§ **Problems to work on**
1. Copy everything from "The next logic" down to "enough the dataset." in the elasticsearch discussion, renaming "nested mapping" as "nested documents".
2. According to the elasticsearch discussion, how many products and prices does the poster's team currently have?
3. List every sentence ending in a question mark in Martijn's reply at the top of the elasticsearch discussion.

§ **Excerpted passage**
- - - - - - -
Can your share your search request for the nested sort case? Just want to
look at how you use this feature (for example what sort_mode, what type of
nested filter etc.).

What prices ranges are commonly used by end users? Or are the
ranges arbitrarily chosen by the end user? Does the query also take that
long (700ms) without nested sorting?

In the second case getting duplicate products in the search result is
expected, because your logical product is indexed twice, but with different
prices.

About the parent / child approach. Sorting based on child values (when
using has_child filter / query) isn't possible at the moment. There is a
workaround that allows you to sort parent document by the child documents
fields:

In order to get the best price per returned product, you can build a
secondary request using the multi search api. Each search request in the
multi search api gets the top child document for a returned product in the
previous response (filter by the product id and use that as routing value).

Martijn

On 22 April 2013 09:10, Nicolas Colomer inoskyh@gmail.com wrote:

Hi community !

I'm posting here about a data modeling problem we are facing with
elasticsearch. Here is the situation:

Our business model is relatively simple: we have products that each
contains a (potentially large) set of prices. Both product and price have a
dozen of (indexed) field each.

The number of product remains reasonable with only few Ks while the price
cardinality for each product is very volatile: It might vary from few Ks to
100Ks or more for some products. We currently have ~5K products with a
total of about ~16M prices, and these figures will grow in a near future.

Our search requests are done on products with possible criteria on both
product and product's prices (elasticsearch fits all our filtering /
faceting needs) but with one particularity: we always need to have products
sorted by best price matching the provided criterias.

We tried first to load a price index with duplicated product data for each
price. But as grouping is not implemented in elasticsearch afaik, we failed
fast on this modeling (we only want distinct products in the result).

The next logic approach was then to embed prices into products using
nested mapping to simulate grouping. Therefore, we were able to correctly
sort products on their best price matching criterias using nested sort and
nested filters. But once the whole dataset loaded (our 5K products with
embedded prices), we suffered high response time on some queries (~700ms),
especially with those which do not filter enough the dataset.
- - - - - - -
Point-based annotation data

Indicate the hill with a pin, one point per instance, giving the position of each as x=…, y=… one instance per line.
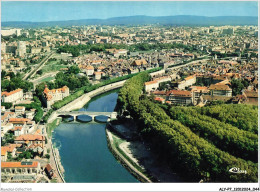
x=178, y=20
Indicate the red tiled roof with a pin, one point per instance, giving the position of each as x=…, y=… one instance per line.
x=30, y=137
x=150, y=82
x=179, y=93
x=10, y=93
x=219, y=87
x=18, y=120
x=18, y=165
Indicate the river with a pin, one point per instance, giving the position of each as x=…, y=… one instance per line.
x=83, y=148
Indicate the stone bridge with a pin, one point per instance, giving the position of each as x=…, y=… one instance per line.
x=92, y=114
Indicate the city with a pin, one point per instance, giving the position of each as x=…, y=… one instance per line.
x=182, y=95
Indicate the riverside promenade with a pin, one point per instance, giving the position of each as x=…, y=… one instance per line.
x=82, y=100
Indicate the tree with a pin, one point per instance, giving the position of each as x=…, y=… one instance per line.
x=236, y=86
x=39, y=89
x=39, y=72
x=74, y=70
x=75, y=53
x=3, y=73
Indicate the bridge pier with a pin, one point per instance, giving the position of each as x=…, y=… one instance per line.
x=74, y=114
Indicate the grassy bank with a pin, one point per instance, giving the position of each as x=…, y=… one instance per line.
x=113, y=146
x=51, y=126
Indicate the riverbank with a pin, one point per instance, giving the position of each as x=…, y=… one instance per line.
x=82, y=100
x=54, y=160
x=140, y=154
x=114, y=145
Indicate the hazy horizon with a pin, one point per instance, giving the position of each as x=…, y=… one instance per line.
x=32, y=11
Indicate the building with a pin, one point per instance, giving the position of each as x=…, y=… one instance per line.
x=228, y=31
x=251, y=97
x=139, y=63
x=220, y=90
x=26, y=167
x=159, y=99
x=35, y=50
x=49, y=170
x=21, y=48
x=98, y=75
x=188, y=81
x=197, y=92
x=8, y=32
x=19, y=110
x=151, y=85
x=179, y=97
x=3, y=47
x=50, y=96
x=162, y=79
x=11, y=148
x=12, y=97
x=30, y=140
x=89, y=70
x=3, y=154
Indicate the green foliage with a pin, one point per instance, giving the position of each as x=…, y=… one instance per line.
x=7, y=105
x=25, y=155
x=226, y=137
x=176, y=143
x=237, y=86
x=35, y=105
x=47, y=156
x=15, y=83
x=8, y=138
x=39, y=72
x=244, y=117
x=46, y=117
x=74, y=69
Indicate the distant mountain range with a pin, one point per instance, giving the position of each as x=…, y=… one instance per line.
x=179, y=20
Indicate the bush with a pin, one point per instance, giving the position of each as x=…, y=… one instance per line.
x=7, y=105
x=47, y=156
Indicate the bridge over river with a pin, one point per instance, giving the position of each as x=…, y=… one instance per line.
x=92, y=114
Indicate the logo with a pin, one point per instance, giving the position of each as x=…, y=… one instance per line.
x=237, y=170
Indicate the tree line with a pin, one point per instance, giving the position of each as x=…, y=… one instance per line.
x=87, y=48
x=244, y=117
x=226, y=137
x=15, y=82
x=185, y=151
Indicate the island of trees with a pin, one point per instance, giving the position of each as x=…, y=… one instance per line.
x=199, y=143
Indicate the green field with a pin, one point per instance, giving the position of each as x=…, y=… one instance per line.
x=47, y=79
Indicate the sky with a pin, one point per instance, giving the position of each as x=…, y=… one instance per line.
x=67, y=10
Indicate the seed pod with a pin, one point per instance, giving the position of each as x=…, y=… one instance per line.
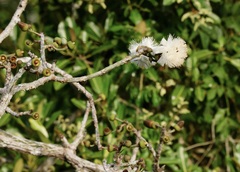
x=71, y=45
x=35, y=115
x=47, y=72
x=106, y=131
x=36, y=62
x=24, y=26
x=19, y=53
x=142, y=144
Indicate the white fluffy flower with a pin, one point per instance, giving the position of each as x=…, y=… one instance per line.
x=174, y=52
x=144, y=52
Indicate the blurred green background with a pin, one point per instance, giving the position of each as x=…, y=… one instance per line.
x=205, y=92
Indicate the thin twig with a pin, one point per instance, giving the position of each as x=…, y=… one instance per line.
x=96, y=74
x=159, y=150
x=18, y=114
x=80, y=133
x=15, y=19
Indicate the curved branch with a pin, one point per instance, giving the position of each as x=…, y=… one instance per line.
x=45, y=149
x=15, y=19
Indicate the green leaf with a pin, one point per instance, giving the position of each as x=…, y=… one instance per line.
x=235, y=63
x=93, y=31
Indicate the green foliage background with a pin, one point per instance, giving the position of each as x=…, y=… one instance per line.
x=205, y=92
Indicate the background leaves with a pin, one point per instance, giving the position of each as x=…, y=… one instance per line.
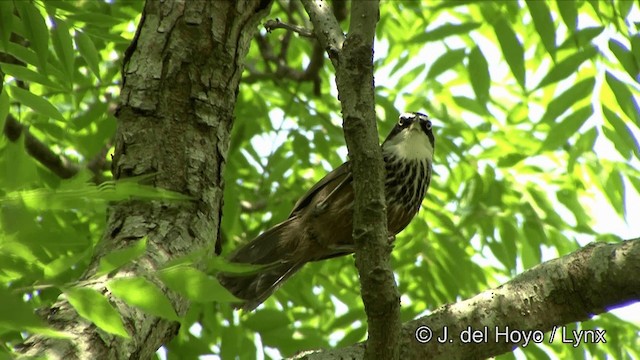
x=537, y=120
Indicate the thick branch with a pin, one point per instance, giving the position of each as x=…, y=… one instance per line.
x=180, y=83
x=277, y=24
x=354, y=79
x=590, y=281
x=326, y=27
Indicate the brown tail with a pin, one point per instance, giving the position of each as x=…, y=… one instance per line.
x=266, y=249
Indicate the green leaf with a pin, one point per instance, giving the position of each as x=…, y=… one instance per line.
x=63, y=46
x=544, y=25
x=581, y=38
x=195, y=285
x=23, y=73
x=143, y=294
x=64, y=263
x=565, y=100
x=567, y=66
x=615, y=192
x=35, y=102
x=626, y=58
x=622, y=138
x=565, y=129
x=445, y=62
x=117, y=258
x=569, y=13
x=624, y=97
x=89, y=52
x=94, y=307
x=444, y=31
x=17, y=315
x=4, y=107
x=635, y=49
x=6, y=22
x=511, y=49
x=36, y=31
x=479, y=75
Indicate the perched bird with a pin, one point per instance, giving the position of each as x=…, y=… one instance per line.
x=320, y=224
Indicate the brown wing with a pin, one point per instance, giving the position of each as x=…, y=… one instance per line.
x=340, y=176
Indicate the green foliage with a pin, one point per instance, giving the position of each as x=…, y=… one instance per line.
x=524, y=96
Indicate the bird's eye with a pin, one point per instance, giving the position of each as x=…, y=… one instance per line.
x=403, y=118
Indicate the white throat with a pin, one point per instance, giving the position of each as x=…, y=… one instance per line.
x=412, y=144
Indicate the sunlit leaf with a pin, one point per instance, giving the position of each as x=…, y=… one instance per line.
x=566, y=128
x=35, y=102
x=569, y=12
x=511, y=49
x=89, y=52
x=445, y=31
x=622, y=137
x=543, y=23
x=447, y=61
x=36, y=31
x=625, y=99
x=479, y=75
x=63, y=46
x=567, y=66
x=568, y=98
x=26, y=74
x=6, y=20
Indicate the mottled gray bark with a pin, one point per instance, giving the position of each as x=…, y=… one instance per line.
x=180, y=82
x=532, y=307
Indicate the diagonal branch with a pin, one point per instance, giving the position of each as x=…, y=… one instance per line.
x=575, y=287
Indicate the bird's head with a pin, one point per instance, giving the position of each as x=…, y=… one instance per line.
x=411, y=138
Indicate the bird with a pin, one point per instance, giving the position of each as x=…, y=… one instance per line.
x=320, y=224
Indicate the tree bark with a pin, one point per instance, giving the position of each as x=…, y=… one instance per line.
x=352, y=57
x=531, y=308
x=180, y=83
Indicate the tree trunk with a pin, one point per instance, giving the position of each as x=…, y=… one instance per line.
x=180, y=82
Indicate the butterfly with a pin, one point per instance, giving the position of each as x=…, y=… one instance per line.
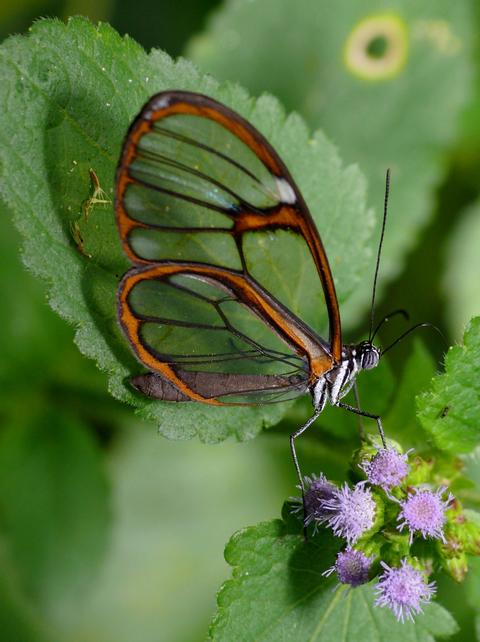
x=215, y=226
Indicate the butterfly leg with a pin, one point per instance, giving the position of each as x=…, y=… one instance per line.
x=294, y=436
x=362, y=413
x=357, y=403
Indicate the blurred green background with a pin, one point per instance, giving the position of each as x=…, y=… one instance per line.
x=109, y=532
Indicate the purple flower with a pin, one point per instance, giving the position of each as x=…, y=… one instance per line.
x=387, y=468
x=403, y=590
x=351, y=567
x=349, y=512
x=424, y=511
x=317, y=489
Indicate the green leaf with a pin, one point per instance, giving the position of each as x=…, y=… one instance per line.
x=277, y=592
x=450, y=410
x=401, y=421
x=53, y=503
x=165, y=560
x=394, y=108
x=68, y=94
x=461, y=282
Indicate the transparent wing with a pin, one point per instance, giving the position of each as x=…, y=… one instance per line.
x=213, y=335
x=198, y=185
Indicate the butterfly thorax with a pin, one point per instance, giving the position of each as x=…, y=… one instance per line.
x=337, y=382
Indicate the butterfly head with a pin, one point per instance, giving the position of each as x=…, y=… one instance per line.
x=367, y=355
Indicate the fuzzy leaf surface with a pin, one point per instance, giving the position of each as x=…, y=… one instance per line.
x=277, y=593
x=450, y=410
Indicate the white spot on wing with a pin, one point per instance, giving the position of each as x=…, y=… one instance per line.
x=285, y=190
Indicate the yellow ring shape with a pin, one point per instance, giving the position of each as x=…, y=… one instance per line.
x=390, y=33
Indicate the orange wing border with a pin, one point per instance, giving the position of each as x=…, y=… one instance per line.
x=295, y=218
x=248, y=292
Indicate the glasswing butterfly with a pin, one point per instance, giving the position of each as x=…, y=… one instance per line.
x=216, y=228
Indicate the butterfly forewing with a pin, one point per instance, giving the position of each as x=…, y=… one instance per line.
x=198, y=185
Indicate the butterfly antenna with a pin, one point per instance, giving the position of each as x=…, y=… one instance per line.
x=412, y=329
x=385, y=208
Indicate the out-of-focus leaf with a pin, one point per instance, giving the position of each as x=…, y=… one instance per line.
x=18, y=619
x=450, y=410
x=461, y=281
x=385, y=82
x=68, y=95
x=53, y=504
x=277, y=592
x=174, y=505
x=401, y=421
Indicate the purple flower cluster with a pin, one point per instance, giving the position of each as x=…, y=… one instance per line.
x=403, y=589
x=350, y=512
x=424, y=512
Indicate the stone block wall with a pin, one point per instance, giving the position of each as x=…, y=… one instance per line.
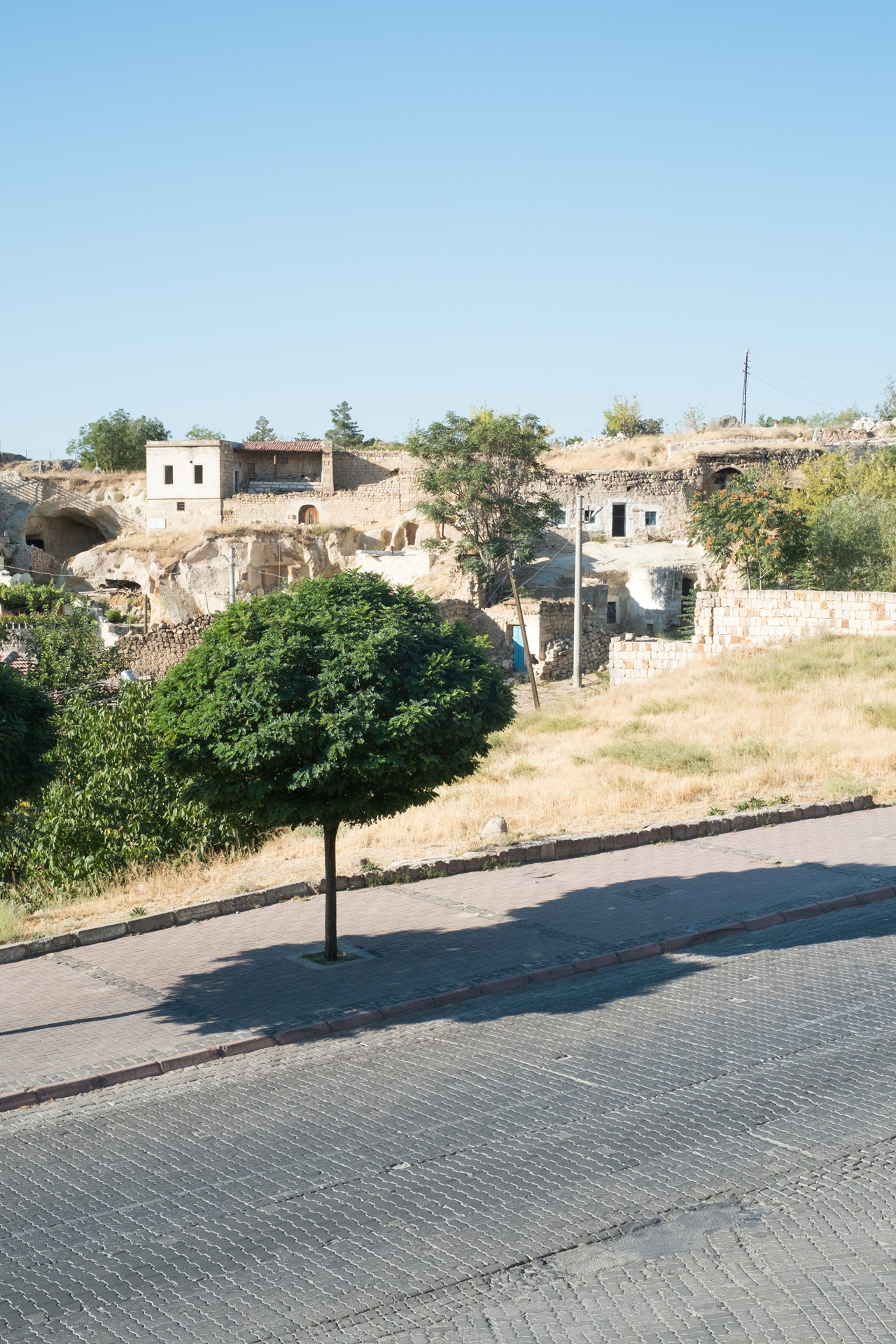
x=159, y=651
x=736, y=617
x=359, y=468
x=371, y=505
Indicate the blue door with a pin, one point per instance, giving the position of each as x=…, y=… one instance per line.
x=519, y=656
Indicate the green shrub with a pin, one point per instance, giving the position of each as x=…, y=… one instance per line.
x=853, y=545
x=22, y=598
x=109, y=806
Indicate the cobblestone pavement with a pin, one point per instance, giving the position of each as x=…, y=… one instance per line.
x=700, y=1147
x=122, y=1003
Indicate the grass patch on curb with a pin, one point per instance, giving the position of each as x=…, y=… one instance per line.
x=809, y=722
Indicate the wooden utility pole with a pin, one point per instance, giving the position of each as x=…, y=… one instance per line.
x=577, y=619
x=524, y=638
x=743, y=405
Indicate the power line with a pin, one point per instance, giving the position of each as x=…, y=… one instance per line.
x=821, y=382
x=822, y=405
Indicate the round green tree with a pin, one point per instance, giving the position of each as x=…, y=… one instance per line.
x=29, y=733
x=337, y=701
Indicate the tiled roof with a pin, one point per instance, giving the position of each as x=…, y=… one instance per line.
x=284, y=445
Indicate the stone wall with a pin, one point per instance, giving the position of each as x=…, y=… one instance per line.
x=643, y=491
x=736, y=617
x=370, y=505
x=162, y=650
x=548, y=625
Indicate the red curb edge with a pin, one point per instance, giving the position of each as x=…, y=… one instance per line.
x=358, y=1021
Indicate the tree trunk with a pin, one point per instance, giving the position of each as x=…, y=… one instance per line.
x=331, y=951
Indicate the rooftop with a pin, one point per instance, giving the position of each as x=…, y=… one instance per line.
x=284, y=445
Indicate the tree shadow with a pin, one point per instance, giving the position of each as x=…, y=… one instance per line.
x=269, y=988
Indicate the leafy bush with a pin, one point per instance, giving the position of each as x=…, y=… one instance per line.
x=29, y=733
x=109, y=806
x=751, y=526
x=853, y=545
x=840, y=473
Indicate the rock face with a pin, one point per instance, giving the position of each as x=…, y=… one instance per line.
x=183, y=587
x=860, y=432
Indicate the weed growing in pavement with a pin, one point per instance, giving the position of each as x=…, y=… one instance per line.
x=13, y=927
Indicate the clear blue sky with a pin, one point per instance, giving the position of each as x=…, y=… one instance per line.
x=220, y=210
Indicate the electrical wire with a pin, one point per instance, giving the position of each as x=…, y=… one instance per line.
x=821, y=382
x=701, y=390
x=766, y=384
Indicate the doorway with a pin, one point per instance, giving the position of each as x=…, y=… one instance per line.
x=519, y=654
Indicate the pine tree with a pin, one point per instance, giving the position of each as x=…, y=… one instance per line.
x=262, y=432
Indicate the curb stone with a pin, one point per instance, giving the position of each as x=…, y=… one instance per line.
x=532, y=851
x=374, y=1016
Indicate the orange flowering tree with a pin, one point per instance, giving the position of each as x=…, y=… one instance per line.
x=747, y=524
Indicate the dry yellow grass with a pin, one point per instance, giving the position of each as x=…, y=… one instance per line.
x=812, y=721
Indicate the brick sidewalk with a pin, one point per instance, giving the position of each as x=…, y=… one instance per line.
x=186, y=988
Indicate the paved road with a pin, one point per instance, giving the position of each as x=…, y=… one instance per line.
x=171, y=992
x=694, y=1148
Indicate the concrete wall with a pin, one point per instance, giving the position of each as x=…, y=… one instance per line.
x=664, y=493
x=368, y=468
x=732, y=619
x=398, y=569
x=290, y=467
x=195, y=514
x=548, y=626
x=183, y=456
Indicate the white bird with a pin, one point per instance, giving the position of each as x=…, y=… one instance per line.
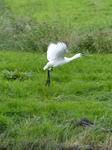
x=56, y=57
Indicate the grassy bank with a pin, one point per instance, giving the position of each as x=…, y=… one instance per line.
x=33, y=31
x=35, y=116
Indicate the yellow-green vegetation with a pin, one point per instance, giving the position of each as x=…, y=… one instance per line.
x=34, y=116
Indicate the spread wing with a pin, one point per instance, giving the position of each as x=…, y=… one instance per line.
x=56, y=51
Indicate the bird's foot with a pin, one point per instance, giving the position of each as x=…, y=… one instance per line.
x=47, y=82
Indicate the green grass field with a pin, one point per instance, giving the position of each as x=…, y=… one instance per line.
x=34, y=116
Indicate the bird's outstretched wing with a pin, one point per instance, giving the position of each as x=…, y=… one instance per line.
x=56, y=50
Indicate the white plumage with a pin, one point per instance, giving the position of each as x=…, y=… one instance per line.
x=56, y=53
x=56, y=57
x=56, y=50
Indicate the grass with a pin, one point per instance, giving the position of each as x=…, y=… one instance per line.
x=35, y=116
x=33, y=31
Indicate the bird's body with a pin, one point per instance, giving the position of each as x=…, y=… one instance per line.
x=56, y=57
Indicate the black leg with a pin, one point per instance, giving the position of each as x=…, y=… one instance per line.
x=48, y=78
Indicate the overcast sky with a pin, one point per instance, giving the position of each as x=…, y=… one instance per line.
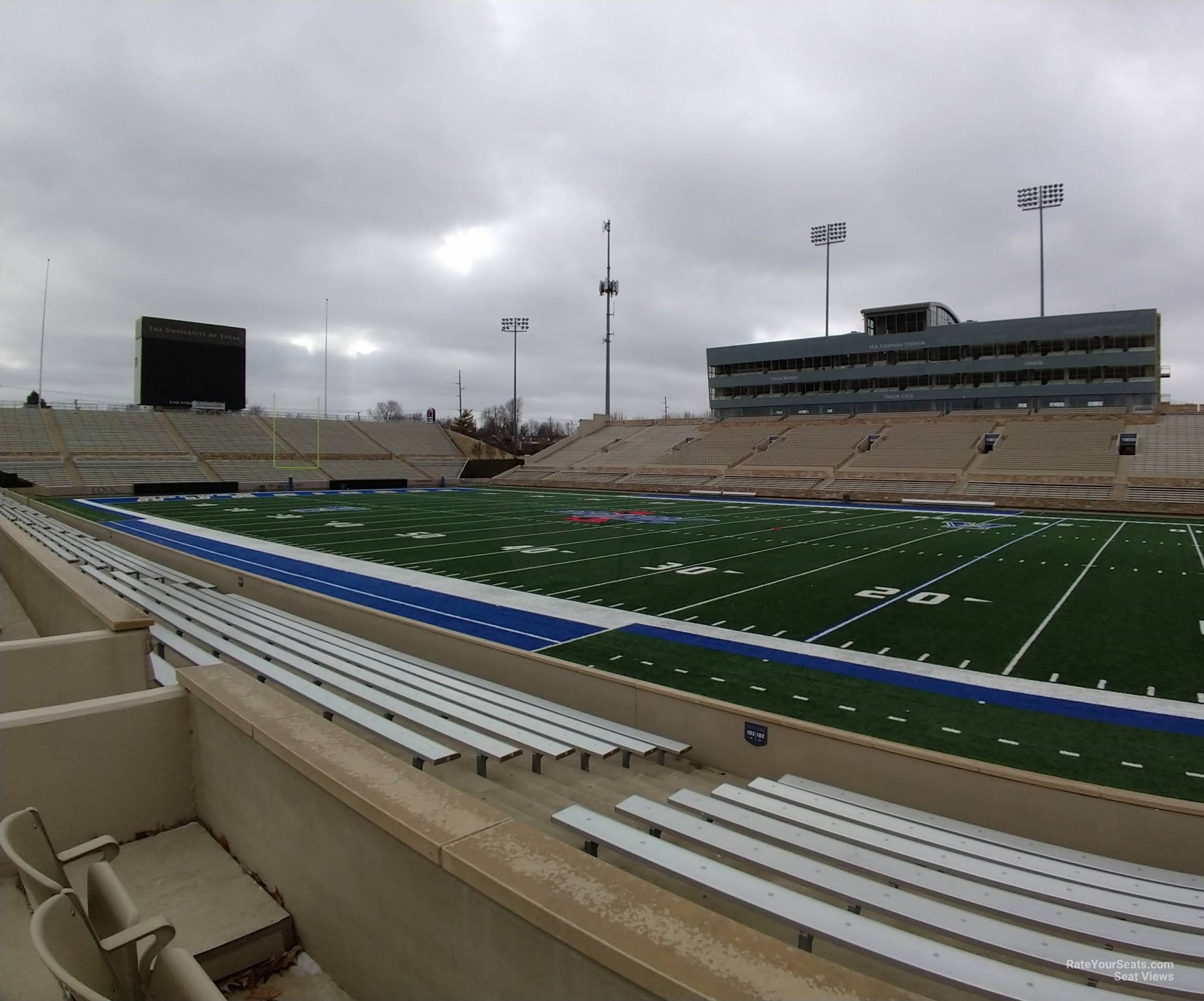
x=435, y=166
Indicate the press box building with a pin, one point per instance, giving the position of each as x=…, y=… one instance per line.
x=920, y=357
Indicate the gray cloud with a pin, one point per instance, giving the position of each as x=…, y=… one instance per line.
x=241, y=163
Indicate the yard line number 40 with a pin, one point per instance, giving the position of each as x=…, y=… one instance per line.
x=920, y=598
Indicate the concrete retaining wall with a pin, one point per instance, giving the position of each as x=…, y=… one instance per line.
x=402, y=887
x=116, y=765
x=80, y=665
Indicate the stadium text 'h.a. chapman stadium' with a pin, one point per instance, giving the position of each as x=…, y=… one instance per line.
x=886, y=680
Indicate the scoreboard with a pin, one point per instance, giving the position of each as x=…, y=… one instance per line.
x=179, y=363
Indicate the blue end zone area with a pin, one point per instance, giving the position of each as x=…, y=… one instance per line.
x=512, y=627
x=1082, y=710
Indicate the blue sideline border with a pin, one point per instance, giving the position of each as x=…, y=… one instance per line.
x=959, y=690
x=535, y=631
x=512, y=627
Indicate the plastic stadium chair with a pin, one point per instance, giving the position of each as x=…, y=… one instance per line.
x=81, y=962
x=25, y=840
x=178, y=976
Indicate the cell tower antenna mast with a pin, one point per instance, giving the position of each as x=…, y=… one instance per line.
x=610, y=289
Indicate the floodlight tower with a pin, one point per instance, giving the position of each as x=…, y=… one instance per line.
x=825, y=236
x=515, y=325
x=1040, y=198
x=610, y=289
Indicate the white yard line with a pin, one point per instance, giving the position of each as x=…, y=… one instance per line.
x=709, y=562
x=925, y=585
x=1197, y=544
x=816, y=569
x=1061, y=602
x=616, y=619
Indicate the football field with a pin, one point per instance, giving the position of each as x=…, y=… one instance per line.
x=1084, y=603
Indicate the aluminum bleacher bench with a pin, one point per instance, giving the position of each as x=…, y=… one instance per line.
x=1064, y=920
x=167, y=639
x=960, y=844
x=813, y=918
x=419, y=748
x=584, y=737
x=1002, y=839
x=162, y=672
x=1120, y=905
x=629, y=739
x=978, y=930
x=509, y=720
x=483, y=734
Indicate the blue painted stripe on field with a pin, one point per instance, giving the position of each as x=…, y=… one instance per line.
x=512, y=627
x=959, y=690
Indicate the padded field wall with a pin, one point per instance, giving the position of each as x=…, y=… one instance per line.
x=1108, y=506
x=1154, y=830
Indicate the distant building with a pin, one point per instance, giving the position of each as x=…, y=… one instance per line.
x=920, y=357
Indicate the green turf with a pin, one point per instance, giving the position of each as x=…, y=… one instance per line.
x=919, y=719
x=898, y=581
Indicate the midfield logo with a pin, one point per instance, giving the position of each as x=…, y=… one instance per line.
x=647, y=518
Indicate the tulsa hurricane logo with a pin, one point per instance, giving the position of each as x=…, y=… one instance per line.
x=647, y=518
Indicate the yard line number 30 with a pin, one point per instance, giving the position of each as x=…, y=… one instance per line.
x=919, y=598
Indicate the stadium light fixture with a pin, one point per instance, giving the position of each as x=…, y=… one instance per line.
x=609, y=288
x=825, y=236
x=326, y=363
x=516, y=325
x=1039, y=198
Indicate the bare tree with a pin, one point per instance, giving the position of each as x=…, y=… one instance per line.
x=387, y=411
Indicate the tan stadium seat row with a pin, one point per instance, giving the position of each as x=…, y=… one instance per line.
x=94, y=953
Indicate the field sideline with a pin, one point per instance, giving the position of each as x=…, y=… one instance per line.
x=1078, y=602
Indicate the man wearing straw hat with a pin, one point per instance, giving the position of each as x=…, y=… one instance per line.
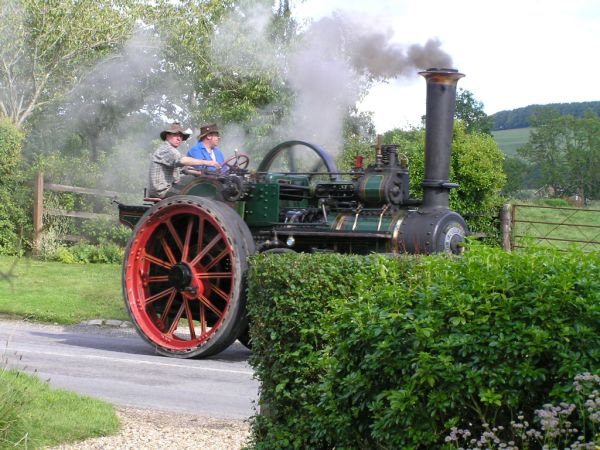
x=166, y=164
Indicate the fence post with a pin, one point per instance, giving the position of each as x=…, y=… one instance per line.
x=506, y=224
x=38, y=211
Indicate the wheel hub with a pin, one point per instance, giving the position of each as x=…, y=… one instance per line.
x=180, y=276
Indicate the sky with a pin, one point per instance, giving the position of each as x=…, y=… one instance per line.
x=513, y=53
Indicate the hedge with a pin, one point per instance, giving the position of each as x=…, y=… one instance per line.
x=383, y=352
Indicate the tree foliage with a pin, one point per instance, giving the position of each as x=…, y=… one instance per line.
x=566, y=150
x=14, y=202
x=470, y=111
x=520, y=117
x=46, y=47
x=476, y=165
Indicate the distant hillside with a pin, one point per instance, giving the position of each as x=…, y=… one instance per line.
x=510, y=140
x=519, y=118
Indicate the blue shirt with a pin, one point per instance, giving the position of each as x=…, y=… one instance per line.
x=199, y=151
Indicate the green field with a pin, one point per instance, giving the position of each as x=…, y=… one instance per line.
- - - - - - -
§ **Task-by-task solutions**
1.
The next logic approach was then to embed prices into products using
nested documents to simulate grouping. Therefore, we were able to correctly
sort products on their best price matching criterias using nested sort and
nested filters. But once the whole dataset loaded (our 5K products with
embedded prices), we suffered high response time on some queries (~700ms),
especially with those which do not filter enough the dataset.

2. About 5K products with a total of about 16M prices.

3.
- Can your share your search request for the nested sort case?
- What prices ranges are commonly used by end users?
- Or are the ranges arbitrarily chosen by the end user?
- Does the query also take that long (700ms) without nested sorting?